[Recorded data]

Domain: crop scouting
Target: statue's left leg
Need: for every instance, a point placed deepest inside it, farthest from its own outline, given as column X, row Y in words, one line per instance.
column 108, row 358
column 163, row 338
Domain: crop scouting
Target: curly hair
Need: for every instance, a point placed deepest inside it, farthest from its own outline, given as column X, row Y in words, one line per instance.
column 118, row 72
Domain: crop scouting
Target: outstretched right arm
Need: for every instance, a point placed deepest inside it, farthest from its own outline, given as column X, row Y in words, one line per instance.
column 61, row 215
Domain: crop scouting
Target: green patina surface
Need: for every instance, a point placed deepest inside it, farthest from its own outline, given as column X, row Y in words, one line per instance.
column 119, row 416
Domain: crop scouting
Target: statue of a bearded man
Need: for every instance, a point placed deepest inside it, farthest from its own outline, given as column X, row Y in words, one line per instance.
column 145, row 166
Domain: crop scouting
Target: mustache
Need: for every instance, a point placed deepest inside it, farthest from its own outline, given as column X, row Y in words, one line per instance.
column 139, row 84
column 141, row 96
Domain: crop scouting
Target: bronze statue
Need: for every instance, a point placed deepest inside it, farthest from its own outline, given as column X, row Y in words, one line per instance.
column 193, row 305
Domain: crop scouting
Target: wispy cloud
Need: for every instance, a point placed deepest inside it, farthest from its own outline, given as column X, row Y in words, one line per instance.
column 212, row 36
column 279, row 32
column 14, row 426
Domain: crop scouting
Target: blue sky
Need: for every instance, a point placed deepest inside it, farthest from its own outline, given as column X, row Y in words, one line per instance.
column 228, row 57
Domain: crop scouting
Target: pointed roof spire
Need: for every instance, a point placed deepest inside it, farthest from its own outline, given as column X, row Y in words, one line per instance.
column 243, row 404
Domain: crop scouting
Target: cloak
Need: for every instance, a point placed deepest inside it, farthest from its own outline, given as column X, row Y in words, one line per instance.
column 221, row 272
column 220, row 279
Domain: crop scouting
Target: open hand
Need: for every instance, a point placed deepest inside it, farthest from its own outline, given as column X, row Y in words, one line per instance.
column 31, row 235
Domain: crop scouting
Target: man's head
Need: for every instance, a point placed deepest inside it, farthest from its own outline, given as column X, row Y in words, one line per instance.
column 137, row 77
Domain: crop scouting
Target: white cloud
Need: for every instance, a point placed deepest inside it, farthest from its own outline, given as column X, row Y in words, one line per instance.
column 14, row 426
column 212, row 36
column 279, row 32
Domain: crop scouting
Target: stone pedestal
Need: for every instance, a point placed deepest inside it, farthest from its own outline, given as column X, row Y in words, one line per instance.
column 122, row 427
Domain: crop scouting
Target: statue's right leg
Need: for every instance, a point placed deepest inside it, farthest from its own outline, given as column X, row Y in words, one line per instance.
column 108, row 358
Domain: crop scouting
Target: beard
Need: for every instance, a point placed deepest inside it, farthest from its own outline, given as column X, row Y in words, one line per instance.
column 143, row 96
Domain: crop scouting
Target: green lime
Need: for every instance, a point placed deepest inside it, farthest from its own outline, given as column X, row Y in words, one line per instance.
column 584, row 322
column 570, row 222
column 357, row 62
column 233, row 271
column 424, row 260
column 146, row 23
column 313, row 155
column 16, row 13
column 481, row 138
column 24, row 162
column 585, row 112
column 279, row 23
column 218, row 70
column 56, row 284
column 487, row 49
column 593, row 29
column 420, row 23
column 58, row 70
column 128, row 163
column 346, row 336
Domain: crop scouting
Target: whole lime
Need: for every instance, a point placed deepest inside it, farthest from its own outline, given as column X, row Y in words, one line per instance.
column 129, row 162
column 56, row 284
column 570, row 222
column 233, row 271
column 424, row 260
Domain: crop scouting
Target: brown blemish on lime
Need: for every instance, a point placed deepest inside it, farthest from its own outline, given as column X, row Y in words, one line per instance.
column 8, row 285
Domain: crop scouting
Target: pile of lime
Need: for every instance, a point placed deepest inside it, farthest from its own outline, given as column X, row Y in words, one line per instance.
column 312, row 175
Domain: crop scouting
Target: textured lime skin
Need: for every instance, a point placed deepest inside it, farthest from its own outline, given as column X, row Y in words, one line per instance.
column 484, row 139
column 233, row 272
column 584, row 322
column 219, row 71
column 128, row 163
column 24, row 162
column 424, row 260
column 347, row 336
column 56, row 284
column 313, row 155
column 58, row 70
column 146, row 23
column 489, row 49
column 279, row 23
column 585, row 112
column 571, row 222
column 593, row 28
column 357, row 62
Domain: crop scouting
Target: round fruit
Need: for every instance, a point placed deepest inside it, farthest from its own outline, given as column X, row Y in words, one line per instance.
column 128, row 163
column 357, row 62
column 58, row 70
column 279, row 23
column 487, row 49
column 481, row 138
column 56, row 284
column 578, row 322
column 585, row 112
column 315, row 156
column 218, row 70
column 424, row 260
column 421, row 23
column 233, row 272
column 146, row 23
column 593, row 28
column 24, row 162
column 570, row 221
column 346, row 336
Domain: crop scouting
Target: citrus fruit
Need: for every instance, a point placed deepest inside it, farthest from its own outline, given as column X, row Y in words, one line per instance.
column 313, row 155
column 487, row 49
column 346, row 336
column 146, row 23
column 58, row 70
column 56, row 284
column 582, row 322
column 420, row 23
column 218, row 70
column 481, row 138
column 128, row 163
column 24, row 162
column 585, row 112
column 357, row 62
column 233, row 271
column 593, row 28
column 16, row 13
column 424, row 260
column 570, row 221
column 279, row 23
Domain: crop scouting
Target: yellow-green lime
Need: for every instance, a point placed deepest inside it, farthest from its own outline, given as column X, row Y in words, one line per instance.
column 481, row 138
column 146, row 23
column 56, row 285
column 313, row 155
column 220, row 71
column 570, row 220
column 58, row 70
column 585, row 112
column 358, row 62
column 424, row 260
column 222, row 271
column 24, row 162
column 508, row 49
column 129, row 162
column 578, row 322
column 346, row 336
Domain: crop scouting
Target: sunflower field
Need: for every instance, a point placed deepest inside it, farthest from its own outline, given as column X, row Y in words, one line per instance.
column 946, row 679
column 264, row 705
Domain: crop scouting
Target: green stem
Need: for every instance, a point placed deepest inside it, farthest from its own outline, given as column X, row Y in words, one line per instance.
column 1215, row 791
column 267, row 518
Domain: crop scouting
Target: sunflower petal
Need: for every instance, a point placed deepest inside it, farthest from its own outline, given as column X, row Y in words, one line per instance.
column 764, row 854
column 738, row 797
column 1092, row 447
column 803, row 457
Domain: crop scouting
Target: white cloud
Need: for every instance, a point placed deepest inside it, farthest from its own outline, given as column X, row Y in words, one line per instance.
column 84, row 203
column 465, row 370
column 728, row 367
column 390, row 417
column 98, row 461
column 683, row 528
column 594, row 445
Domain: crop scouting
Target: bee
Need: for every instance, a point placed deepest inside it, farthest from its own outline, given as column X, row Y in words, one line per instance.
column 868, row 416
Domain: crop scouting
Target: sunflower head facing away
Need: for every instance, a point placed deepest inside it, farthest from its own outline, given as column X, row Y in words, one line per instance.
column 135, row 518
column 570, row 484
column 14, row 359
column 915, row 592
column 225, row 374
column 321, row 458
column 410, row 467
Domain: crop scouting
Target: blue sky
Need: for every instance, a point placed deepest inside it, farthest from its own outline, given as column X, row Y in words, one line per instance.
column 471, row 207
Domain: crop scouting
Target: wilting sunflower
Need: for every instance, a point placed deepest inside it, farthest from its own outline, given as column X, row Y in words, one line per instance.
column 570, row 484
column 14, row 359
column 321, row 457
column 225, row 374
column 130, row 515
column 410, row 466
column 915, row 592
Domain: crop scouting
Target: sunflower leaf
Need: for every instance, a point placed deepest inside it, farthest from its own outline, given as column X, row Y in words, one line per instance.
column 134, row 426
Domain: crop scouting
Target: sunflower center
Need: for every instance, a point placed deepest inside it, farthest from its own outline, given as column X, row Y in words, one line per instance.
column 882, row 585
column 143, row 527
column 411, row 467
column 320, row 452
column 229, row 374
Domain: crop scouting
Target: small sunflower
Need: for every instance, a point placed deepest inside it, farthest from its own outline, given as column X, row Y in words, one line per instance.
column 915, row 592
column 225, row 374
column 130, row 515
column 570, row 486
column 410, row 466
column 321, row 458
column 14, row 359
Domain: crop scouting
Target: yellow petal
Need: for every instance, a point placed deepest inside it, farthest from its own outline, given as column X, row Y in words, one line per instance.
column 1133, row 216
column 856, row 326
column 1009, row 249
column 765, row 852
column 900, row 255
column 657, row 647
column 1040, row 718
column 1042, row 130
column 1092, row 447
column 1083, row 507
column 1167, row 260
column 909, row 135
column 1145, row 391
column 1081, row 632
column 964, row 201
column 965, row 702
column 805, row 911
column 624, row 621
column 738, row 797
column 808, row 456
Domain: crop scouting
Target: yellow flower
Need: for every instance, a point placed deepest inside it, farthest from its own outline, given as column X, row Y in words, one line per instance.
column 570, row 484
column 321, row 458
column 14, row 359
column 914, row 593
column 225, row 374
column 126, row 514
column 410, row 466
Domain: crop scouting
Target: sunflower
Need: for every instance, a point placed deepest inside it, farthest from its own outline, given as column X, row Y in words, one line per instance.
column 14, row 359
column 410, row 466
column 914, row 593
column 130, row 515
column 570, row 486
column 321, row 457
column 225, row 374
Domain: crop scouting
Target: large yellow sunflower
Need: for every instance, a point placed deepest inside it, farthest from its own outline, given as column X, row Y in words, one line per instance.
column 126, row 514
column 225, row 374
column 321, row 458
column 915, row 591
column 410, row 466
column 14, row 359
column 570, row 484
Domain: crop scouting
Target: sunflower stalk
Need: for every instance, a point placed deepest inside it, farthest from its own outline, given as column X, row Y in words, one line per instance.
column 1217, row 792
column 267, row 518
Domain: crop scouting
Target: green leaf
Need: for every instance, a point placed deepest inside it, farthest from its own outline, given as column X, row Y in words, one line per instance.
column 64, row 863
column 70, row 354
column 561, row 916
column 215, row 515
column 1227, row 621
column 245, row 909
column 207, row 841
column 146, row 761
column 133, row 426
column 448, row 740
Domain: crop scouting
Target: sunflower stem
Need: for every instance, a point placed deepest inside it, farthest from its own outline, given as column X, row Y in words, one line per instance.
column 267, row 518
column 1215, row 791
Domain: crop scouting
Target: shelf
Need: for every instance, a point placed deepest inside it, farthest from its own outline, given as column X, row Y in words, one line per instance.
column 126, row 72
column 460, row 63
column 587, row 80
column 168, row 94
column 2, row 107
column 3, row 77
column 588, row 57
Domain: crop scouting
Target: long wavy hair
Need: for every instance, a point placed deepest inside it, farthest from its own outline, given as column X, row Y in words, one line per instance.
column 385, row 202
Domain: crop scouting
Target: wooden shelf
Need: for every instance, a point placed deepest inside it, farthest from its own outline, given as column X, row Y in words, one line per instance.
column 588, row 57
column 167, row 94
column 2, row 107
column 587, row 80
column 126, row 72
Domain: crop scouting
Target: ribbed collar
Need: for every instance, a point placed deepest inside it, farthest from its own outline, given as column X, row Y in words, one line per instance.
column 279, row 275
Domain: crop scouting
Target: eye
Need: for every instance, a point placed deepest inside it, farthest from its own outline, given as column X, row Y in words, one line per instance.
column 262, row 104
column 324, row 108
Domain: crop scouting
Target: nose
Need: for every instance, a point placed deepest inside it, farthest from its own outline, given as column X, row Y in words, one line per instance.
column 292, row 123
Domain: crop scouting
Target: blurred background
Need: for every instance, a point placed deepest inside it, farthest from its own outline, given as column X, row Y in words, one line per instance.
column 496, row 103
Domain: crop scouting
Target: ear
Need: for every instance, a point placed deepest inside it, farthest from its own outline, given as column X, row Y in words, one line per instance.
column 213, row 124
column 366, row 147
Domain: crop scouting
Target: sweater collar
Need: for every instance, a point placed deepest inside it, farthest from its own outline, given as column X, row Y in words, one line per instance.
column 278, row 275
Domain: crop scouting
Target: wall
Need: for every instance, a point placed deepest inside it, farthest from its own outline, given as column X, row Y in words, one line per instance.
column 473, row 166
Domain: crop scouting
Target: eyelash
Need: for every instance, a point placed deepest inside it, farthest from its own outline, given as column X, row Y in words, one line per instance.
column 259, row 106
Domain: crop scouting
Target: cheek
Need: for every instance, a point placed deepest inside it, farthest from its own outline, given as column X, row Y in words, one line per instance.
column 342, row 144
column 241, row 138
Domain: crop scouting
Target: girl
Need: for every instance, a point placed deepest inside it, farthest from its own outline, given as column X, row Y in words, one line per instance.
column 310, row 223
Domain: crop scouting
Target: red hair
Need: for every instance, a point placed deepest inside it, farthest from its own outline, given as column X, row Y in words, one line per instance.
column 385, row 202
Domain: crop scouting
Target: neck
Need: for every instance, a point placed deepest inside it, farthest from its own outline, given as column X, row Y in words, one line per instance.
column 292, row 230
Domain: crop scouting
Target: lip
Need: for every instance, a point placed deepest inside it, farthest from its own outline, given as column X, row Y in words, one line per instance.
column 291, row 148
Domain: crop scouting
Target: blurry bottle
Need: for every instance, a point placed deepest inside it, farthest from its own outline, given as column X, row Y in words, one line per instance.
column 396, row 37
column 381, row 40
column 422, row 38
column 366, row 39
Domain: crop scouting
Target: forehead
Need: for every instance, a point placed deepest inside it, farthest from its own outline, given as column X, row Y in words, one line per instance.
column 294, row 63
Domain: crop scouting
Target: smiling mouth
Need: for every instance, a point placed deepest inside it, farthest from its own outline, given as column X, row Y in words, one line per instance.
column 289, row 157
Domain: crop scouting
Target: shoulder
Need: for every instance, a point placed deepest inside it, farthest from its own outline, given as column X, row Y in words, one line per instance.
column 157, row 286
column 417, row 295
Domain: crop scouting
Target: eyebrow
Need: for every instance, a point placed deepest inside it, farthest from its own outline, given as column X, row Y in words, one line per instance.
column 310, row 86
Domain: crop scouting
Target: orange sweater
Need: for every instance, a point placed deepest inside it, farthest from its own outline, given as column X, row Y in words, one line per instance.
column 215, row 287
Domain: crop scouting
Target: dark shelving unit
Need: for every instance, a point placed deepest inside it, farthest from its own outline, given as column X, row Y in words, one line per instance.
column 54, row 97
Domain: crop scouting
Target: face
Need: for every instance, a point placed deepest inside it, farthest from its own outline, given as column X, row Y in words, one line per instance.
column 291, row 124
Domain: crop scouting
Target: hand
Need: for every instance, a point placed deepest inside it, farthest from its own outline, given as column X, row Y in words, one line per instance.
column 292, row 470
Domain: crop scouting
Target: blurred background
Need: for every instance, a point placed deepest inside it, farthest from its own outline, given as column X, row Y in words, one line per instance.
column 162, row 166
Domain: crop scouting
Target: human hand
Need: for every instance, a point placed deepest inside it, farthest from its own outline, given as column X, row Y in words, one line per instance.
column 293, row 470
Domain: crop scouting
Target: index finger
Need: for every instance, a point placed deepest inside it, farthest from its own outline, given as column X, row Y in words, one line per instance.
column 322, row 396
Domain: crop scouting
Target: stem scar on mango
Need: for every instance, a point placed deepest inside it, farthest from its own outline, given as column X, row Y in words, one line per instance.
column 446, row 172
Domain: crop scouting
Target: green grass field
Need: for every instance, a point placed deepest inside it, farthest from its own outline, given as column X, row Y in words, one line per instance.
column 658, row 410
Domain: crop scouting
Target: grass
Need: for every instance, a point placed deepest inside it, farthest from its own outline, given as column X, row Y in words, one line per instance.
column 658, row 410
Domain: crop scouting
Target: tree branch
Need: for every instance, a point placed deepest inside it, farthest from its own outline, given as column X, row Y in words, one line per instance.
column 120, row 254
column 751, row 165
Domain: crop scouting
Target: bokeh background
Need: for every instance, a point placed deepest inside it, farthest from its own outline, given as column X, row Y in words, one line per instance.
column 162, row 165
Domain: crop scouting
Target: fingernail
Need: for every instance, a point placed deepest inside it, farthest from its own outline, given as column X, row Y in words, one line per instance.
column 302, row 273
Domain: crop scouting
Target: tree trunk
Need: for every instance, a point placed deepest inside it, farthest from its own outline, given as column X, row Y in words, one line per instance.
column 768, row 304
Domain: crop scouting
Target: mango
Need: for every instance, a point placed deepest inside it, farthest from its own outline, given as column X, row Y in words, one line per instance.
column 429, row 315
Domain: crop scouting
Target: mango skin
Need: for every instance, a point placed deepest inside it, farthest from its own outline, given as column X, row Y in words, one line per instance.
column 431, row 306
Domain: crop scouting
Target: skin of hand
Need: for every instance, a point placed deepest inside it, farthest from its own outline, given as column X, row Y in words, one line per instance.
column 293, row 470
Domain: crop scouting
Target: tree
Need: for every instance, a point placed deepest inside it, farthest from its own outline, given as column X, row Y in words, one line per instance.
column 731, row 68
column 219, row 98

PROBLEM TO SOLVE: Please give the data again from its start through the line with "column 119, row 416", swapping "crop scouting" for "field inspection" and leaving everything else unchanged.

FINISHED ANSWER:
Domain: field inspection
Target: statue's left leg
Need: for every instance, a point placed deepest inside it, farthest from its own outline, given as column X, row Y in words, one line per instance.
column 108, row 358
column 163, row 338
Domain: field inspection
Target: curly hair
Need: for every instance, a point placed deepest inside it, farthest from its own outline, given as column X, row Y in words, one line per instance.
column 118, row 72
Domain: field inspection
Target: outstretched right arm
Need: for every instance, a point placed deepest inside it, farthest from its own outline, given as column X, row Y in words, one line per instance.
column 61, row 215
Domain: field inspection
Target: green patina surface
Need: for every instance, a point placed deepest inside it, farthest from its own outline, given as column X, row Y in words, one line per instance.
column 119, row 416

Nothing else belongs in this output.